Assignment: When a line in the data below includes "photo", pick it out and copy it.

Stored entries:
════════════════
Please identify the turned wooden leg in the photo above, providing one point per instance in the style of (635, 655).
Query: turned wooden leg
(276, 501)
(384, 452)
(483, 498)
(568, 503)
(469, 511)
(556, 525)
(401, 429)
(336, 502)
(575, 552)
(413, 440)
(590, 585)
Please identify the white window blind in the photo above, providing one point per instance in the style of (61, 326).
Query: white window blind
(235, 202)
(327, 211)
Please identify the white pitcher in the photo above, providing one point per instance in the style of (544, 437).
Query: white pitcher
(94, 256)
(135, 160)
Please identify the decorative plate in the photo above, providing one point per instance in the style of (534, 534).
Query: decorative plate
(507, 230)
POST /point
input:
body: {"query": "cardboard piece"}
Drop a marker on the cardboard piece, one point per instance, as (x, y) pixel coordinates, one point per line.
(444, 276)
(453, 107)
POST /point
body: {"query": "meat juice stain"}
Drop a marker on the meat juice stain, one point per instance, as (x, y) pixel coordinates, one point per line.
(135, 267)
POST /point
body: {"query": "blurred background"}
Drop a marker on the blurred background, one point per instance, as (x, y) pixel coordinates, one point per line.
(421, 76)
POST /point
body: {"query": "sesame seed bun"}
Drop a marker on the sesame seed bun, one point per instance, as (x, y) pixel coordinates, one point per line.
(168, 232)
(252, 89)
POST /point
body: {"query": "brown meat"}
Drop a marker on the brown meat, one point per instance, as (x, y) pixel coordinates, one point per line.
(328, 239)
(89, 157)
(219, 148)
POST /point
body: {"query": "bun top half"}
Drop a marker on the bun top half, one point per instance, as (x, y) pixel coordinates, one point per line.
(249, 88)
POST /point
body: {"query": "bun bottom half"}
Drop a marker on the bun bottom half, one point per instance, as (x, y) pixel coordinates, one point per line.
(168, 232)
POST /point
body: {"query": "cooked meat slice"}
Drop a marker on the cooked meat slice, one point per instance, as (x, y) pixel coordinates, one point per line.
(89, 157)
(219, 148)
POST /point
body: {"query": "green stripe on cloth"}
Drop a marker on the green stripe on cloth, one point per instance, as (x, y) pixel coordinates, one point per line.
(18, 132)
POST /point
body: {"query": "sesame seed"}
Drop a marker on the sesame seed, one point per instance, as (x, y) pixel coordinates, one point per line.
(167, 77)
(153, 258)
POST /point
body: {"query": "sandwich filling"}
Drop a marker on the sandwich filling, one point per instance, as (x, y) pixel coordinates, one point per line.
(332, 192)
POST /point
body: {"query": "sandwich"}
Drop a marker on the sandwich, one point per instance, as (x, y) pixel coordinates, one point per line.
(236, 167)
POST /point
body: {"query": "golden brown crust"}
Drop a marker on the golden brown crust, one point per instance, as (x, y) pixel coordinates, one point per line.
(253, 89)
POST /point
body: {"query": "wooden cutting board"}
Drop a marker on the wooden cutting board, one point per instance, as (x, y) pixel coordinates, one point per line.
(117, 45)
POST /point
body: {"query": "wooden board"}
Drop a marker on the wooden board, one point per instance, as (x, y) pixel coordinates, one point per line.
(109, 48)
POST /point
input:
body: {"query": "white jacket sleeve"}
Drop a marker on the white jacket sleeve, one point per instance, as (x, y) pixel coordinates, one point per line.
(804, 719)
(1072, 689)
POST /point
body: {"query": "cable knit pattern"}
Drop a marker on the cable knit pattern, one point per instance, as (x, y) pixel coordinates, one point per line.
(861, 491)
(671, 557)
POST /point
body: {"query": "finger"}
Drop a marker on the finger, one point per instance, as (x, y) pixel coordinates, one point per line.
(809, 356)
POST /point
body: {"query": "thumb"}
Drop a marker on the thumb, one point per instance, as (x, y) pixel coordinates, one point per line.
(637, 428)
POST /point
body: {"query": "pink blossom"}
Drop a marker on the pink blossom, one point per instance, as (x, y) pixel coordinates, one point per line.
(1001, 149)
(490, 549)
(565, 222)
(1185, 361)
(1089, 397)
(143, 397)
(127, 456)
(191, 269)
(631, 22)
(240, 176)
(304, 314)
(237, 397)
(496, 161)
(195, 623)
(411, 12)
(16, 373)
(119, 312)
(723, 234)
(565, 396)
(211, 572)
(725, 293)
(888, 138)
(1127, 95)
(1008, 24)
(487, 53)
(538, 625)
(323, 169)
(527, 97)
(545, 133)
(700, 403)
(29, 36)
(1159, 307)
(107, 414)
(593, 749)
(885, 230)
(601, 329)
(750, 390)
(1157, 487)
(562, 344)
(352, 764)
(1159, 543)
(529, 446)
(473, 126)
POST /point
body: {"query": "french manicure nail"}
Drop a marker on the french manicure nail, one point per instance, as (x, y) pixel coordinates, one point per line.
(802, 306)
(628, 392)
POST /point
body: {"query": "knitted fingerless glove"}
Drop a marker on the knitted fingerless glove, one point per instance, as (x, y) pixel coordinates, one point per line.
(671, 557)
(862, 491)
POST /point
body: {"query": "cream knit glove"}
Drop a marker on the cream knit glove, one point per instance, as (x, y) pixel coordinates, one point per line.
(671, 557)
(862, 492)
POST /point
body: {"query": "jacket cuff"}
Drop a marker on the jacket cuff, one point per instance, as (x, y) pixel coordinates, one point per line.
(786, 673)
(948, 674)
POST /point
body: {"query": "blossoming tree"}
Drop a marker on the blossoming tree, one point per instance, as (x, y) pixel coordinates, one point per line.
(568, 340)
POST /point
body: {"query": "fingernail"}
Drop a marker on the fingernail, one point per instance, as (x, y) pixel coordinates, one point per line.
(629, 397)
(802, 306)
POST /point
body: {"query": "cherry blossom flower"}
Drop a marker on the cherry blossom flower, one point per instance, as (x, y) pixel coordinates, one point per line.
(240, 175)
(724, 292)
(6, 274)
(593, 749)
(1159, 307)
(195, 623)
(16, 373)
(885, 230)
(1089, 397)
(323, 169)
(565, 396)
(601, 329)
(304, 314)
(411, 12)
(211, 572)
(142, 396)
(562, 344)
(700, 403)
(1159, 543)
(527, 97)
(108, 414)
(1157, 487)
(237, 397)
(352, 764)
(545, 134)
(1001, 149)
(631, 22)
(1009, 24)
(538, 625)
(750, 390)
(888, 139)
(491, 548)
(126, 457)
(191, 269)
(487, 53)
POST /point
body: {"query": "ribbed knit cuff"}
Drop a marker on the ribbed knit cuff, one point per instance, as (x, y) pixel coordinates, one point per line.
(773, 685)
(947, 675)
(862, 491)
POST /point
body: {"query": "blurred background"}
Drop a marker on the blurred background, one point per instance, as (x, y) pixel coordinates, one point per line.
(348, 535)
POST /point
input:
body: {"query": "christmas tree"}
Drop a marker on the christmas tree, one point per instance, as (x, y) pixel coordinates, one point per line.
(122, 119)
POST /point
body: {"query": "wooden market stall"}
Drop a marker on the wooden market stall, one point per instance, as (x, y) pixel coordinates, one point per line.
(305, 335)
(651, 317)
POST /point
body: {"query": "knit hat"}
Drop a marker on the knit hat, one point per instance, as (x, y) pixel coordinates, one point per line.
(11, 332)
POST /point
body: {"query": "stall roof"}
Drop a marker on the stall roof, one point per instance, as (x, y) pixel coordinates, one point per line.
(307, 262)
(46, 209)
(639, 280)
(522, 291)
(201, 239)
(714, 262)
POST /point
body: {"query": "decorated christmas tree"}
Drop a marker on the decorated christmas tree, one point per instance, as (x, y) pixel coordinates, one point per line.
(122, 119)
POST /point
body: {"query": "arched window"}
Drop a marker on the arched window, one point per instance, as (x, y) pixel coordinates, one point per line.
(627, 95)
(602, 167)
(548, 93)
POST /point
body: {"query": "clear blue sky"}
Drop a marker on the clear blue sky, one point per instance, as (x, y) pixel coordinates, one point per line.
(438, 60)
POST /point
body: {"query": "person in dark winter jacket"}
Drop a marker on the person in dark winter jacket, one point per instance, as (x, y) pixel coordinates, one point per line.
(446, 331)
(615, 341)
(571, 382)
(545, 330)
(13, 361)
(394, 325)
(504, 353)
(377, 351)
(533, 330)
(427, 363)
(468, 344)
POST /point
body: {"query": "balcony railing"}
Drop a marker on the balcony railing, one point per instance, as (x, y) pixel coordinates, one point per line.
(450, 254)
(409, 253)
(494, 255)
════════════════
Task response:
Please identify the turned wooden leg in the photo above, providing one point per instance in the style of (635, 655).
Please identify the white window blind in the photo above, providing one point per instance in the style of (61, 326).
Please identify the white pitcher in the photo above, providing one point per instance in the style of (544, 437).
Please identify the decorative plate in the photo above, providing one point per instance in the style of (534, 534).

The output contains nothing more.